Data rows:

^^^^^^^^^^^^^^^^

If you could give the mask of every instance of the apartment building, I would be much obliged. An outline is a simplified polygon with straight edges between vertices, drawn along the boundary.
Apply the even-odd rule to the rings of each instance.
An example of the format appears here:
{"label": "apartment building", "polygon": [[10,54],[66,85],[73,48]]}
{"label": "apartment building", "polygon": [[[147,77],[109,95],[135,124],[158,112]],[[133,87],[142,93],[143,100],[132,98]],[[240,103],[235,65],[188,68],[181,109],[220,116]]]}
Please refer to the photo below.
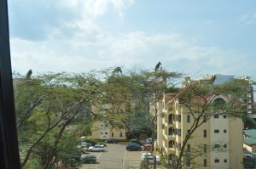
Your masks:
{"label": "apartment building", "polygon": [[[109,109],[108,104],[105,104],[106,109]],[[104,112],[101,112],[99,109],[93,106],[93,112],[104,115]],[[108,118],[95,121],[91,127],[91,137],[97,139],[126,139],[126,129],[117,126],[113,126]]]}
{"label": "apartment building", "polygon": [[236,78],[231,75],[207,75],[203,79],[200,80],[191,80],[189,76],[185,78],[185,81],[183,82],[183,87],[185,87],[193,83],[201,83],[205,85],[220,85],[224,82],[236,81],[237,83],[239,82],[243,82],[242,85],[240,86],[239,90],[244,91],[243,93],[245,96],[238,96],[241,98],[246,99],[246,106],[247,106],[247,115],[252,117],[256,121],[256,114],[254,111],[254,99],[253,99],[253,86],[249,77],[240,77]]}
{"label": "apartment building", "polygon": [[97,139],[125,139],[126,130],[115,128],[108,121],[95,121],[91,128],[91,137]]}
{"label": "apartment building", "polygon": [[[214,99],[226,99],[219,96]],[[158,108],[156,149],[172,162],[180,153],[193,118],[175,93],[164,94],[155,106]],[[183,168],[243,168],[242,127],[241,119],[224,115],[212,116],[188,141],[184,152],[189,153],[191,160]]]}

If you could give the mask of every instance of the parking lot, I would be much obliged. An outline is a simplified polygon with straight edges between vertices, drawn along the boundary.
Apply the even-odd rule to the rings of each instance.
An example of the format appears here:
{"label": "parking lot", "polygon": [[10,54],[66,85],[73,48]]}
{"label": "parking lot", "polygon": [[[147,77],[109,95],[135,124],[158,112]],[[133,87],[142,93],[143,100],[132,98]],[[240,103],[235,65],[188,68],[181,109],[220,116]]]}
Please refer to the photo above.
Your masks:
{"label": "parking lot", "polygon": [[97,157],[96,164],[84,164],[81,169],[139,169],[142,153],[126,151],[124,144],[108,144],[106,152],[90,152]]}

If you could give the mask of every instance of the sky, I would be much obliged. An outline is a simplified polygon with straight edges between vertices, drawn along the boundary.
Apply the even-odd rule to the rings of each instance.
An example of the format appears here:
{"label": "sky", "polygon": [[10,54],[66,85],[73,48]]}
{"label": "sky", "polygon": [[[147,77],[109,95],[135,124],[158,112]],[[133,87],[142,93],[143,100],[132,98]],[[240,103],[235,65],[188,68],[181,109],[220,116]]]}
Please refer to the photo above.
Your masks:
{"label": "sky", "polygon": [[11,0],[13,71],[162,67],[256,80],[255,0]]}

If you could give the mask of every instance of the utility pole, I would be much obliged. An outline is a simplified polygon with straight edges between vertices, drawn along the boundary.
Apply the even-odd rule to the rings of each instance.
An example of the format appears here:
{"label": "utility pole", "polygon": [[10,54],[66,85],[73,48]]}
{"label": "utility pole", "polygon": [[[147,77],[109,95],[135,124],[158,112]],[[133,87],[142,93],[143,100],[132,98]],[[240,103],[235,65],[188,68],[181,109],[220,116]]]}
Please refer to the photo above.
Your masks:
{"label": "utility pole", "polygon": [[157,114],[154,115],[154,116],[152,119],[152,155],[154,159],[154,169],[156,169],[156,156],[155,156],[155,151],[154,151],[154,119],[156,118]]}
{"label": "utility pole", "polygon": [[0,0],[0,168],[20,169],[7,0]]}

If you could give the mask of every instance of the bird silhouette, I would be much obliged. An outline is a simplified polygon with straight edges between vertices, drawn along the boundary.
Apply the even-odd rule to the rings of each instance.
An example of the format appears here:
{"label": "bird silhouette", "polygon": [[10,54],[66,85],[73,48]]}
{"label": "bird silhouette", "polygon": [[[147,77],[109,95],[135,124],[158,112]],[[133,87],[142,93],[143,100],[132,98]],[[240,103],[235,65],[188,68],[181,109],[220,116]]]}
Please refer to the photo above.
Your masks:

^^^^^^^^^^^^^^^^

Problem to work on: Put every line of the entries above into a JSON list of strings, one string per line, with blank lines left out. Leave the pictures out.

Solution for this exercise:
[
  "If you could give the mask of every instance of the apartment building, I would be much obliged. An outline is a simplified polygon with straight edges between vertices, drawn along the boundary.",
  "Apply the even-odd rule to the rings of each instance.",
  "An example of the format appears here:",
  "{\"label\": \"apartment building\", \"polygon\": [[10,54],[66,85],[73,48]]}",
  "{\"label\": \"apartment building\", \"polygon\": [[[147,77],[109,95],[135,124],[158,112]],[[133,87],[142,93],[143,100],[132,98]],[[240,103],[235,65],[188,68],[181,109],[220,116]]]}",
  "Please refer to the photo below.",
  "Your masks:",
  "{\"label\": \"apartment building\", \"polygon\": [[[109,109],[108,104],[105,104],[106,109]],[[104,112],[101,112],[99,109],[93,106],[93,112],[104,115]],[[108,118],[95,121],[91,127],[91,137],[97,139],[126,139],[126,129],[117,126],[113,126]]]}",
  "{\"label\": \"apartment building\", \"polygon\": [[236,78],[231,75],[207,75],[203,79],[200,80],[191,80],[189,76],[185,78],[185,81],[183,82],[183,87],[185,87],[193,83],[201,83],[205,85],[220,85],[224,82],[236,81],[237,83],[239,82],[243,82],[242,85],[240,86],[239,90],[244,91],[243,93],[245,96],[238,96],[241,98],[246,99],[246,106],[247,106],[247,115],[252,117],[256,121],[256,114],[254,111],[254,99],[253,99],[253,86],[249,77],[240,77]]}",
  "{\"label\": \"apartment building\", \"polygon\": [[97,139],[125,139],[126,130],[115,128],[108,121],[95,121],[91,128],[91,137]]}",
  "{\"label\": \"apartment building\", \"polygon\": [[[214,99],[226,99],[219,96]],[[158,108],[156,149],[172,162],[180,153],[193,118],[175,93],[164,94],[155,106]],[[183,168],[243,168],[242,127],[241,119],[224,115],[212,116],[188,141],[184,152],[189,153],[191,160]]]}",
  "If you could give the mask of every instance of the parking lot, I would be much obliged. An outline is a simplified polygon with straight edges between vertices, drawn along the boundary.",
  "Apply the even-odd rule to the rings of each instance.",
  "An example of the format appears here:",
  "{\"label\": \"parking lot\", \"polygon\": [[10,54],[66,85],[73,48]]}",
  "{\"label\": \"parking lot\", \"polygon\": [[[147,77],[109,95],[135,124],[158,112]],[[133,87],[142,93],[143,100],[132,98]],[[240,103],[235,65],[188,68],[181,109],[220,116]]]}",
  "Please refer to the photo above.",
  "Your masks:",
  "{\"label\": \"parking lot\", \"polygon\": [[97,157],[96,164],[84,164],[81,169],[139,169],[142,153],[126,151],[124,144],[108,144],[106,152],[90,152]]}",
  "If you could give the mask of every instance of the sky, I would be much obliged. An outline is a simplified polygon with straight edges between vertices, drawn along the boundary.",
  "Apply the even-odd rule to the rings of each instance.",
  "An example of the format appears here:",
  "{\"label\": \"sky\", \"polygon\": [[10,54],[66,85],[73,48]]}",
  "{\"label\": \"sky\", \"polygon\": [[[147,77],[109,95],[135,124],[158,112]],[[133,87],[142,93],[143,100],[132,98]],[[240,103],[235,65],[188,68],[181,109],[220,116]]]}",
  "Please refer to the photo above.",
  "Your masks:",
  "{\"label\": \"sky\", \"polygon\": [[11,0],[13,71],[162,67],[256,80],[255,0]]}",
  "If you could give the mask of every instance of the utility pole, I would be much obliged. An outline is a simplified polygon with straight edges between vertices, drawn along the boundary.",
  "Apply the even-odd rule to the rings of each instance.",
  "An example of the format appears here:",
  "{\"label\": \"utility pole\", \"polygon\": [[10,54],[66,85],[73,48]]}",
  "{\"label\": \"utility pole\", \"polygon\": [[[147,77],[109,95],[135,124],[158,112]],[[133,87],[142,93],[143,100],[132,98]],[[240,103],[235,65],[188,68],[181,109],[220,116]]]}",
  "Please refer to the photo above.",
  "Your masks:",
  "{\"label\": \"utility pole\", \"polygon\": [[157,114],[154,115],[154,116],[152,119],[152,155],[154,159],[154,169],[156,169],[156,156],[155,156],[155,151],[154,151],[154,119],[156,118]]}",
  "{\"label\": \"utility pole\", \"polygon\": [[0,0],[0,168],[20,169],[7,0]]}",
  "If you could give the mask of every instance of the bird silhouette, I would be much obliged. An outline is a simplified polygon with straight edges between vertices, drawn along the boundary.",
  "Apply the even-odd rule to the rings of each instance.",
  "An example of the format appears here:",
  "{\"label\": \"bird silhouette\", \"polygon\": [[10,54],[66,85],[73,48]]}",
  "{\"label\": \"bird silhouette\", \"polygon\": [[[147,77],[109,95],[135,124],[158,112]],[[133,87],[142,93],[143,100],[132,98]],[[240,103],[235,65],[188,68],[181,109],[220,116]]]}",
  "Please refer to the photo above.",
  "Your masks:"
]